--- BEGIN SUPPLIED MATERIAL ---
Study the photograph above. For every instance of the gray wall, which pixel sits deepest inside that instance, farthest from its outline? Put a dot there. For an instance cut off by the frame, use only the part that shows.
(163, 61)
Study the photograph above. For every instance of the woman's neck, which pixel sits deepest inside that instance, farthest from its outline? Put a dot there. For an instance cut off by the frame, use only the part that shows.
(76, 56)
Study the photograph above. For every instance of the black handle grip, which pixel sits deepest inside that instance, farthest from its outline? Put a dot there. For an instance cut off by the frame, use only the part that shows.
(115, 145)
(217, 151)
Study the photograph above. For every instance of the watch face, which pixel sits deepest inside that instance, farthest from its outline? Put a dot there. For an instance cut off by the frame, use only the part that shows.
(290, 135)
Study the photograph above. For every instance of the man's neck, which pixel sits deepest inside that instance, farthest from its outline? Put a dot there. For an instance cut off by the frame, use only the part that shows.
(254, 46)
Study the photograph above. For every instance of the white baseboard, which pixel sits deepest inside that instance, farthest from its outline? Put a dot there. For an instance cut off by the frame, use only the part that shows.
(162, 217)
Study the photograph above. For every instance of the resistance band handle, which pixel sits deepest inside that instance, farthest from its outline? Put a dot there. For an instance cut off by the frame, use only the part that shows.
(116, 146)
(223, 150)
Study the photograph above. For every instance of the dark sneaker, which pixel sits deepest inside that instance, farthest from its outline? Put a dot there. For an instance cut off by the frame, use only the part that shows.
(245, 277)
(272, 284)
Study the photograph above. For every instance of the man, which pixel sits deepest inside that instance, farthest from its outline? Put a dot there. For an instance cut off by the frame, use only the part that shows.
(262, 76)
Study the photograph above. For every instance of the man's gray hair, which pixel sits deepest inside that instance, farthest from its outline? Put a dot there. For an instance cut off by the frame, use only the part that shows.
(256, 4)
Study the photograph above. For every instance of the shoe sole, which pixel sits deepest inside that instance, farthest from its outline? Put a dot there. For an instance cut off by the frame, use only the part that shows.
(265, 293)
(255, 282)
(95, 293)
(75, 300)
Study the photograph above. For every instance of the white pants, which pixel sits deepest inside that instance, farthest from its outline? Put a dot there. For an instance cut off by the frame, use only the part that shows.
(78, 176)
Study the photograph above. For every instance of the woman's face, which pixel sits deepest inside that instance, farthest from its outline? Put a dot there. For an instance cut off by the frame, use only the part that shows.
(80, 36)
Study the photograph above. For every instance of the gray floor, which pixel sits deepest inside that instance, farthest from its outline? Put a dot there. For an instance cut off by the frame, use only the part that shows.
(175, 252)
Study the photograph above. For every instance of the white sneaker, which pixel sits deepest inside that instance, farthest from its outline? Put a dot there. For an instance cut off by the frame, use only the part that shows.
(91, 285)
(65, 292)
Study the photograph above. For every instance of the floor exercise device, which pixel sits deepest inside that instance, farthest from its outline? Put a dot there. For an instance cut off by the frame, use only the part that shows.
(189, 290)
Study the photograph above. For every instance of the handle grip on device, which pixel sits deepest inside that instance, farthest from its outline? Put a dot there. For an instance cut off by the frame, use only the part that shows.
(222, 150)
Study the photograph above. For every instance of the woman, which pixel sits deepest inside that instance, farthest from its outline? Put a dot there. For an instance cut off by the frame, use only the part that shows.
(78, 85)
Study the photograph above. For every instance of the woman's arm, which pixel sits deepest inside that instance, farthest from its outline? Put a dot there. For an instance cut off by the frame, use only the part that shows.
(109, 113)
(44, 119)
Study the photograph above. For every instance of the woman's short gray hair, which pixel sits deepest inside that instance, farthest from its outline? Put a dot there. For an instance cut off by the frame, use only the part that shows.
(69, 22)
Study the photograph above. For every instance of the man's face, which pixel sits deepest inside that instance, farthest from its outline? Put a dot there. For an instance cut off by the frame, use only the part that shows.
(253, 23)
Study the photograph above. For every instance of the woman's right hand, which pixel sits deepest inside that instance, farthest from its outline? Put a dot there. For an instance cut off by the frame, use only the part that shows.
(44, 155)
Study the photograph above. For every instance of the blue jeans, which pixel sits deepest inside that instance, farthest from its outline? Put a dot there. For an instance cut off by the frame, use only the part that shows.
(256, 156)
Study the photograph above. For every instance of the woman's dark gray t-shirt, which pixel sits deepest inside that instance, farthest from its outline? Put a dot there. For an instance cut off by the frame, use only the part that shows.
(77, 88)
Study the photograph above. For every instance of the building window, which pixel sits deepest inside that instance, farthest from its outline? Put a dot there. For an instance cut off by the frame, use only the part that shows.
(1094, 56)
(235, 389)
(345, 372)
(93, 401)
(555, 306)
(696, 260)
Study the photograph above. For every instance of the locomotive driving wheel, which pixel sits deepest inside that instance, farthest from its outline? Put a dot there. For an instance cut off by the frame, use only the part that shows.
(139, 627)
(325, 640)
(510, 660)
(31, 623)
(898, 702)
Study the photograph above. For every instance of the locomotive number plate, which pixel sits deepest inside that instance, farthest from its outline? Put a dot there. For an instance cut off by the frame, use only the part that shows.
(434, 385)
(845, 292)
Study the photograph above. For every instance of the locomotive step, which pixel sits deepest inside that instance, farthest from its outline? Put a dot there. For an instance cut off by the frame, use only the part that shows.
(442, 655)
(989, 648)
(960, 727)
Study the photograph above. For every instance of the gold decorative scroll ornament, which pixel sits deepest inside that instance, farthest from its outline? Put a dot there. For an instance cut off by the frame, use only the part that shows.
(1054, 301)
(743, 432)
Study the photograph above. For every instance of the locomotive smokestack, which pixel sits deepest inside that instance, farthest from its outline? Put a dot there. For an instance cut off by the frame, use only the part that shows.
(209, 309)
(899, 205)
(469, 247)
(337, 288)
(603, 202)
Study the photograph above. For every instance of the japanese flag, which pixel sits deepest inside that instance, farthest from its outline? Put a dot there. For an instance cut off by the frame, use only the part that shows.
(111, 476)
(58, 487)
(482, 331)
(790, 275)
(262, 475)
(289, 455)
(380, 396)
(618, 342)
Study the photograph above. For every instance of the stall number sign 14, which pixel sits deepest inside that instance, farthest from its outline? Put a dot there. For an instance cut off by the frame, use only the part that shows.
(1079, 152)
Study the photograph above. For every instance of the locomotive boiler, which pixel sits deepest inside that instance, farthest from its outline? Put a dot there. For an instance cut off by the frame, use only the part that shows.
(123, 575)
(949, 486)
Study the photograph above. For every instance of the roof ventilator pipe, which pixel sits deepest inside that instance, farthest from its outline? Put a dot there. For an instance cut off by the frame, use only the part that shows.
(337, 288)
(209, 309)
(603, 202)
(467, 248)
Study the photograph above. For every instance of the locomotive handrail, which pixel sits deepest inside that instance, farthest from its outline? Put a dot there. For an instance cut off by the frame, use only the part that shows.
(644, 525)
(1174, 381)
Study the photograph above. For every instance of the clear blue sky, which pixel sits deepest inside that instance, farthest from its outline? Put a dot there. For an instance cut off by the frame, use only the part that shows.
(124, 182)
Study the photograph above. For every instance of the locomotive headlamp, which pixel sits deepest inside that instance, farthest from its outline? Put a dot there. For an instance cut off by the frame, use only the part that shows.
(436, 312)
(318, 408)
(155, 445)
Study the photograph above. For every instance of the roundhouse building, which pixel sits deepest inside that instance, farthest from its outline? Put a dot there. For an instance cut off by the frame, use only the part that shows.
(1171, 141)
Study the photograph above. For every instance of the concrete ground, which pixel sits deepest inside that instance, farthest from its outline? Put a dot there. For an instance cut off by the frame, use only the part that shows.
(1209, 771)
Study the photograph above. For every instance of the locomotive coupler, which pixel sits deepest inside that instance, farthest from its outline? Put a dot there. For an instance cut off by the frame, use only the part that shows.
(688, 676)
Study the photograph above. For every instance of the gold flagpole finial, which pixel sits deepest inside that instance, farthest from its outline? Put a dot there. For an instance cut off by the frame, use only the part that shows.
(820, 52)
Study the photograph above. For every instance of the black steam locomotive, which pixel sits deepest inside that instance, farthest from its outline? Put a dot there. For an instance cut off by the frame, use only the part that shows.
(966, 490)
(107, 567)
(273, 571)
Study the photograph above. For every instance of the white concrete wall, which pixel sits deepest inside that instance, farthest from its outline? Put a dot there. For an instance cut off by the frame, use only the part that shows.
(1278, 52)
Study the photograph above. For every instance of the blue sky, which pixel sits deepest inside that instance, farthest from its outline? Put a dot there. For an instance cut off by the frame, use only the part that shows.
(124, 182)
--- END SUPPLIED MATERIAL ---
— WHAT YOU HAVE TO DO —
Repeat word for word the lines running from the line containing "the black steam" to the end of the entries above, inclusive.

— TASK OUTPUT —
Study the photograph above. For every instance of the black steam locomotive, which pixel sits deepest inside that instance, farthest from its outline? Put a dot there. For an instance cut off by the frame, use only the part that shows.
(966, 490)
(107, 567)
(273, 571)
Study the photograph above. For every instance of the white concrete wall, which pixel sits deepest inside that instance, farthest from its outline? Put a dot there. For an instance cut off by the frame, use only the part that shows.
(1278, 52)
Study the photograph above. For every instance of the blue sky, which pixel sits deepest inside that instance, farthest from its outline? Put a dot there. For an instance cut off by the frame, use only the part that shows.
(124, 182)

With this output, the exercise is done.